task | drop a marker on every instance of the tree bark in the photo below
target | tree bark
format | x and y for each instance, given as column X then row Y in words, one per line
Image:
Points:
· · · ·
## STATED TASK
Rewrite the records, swapping "tree bark" for "tree trunk" and leaving everything else as it stands.

## SOLUTION FOR THIS PROBLEM
task | drop a marker on every instance of the tree trunk in the photo below
target | tree trunk
format | x and y for each instance, given as column X then row Y in words, one per line
Image:
Points:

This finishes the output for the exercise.